TASK
Return the line containing "Zoom in on bald" and all lines after it exactly; stop at the end of the material.

ENTRIES SUPPLIED
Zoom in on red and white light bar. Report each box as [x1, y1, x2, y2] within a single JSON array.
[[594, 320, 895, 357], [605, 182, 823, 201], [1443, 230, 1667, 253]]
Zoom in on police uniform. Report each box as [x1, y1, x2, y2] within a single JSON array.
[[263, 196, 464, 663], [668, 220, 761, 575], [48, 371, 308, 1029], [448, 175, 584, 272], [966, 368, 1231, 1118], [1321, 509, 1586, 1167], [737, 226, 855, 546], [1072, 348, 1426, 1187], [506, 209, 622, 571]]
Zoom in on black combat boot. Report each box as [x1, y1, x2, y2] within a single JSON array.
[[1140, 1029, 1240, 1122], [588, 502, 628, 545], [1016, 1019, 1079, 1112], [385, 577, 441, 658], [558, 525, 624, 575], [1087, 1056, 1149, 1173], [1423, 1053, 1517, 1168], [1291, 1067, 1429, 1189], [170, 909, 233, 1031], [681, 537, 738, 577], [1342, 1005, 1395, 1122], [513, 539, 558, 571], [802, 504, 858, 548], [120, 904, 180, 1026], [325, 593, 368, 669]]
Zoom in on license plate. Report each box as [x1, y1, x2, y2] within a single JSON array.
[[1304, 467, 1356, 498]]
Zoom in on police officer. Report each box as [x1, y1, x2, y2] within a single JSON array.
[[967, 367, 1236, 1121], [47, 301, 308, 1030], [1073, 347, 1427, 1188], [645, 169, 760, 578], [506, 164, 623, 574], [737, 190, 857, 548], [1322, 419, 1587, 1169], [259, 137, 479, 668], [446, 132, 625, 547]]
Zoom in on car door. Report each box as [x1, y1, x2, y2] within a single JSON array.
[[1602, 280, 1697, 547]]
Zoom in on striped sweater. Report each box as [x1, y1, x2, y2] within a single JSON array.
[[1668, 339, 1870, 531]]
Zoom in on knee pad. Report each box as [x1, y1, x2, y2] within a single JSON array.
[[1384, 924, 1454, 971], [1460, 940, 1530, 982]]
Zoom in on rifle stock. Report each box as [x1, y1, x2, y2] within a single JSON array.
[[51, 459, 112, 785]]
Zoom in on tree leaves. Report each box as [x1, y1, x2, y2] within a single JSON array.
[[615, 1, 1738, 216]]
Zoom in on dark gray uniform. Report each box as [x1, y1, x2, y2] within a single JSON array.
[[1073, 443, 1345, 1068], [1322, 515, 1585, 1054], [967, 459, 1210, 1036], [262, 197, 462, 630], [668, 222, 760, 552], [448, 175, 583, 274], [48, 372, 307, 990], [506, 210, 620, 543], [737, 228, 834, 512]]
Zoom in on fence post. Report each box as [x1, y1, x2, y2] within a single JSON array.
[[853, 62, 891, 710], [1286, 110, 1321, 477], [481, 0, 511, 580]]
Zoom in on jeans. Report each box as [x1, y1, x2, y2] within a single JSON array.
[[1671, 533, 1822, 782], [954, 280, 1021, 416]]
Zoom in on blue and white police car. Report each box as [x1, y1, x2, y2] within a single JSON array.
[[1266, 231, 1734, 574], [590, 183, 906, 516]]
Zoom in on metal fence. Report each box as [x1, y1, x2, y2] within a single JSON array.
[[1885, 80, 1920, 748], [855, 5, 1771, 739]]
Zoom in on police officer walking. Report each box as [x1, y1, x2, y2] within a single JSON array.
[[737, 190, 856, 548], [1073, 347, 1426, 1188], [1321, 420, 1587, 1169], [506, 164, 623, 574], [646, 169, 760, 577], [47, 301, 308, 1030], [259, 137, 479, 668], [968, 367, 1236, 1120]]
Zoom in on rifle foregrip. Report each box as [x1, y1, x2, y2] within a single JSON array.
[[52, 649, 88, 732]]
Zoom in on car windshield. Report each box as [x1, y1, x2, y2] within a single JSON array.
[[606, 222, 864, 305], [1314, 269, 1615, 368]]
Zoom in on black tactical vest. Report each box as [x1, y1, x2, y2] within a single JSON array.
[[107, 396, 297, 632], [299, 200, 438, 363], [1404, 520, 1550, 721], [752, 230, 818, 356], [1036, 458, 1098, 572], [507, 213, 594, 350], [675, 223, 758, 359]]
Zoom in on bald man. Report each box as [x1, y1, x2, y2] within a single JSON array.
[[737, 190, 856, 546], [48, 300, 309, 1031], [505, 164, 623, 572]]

TASK RESULT
Zoom in on bald man. Report each box as [x1, y1, x2, y2] within a single JSON array.
[[737, 190, 856, 546], [48, 300, 309, 1031], [505, 164, 623, 572]]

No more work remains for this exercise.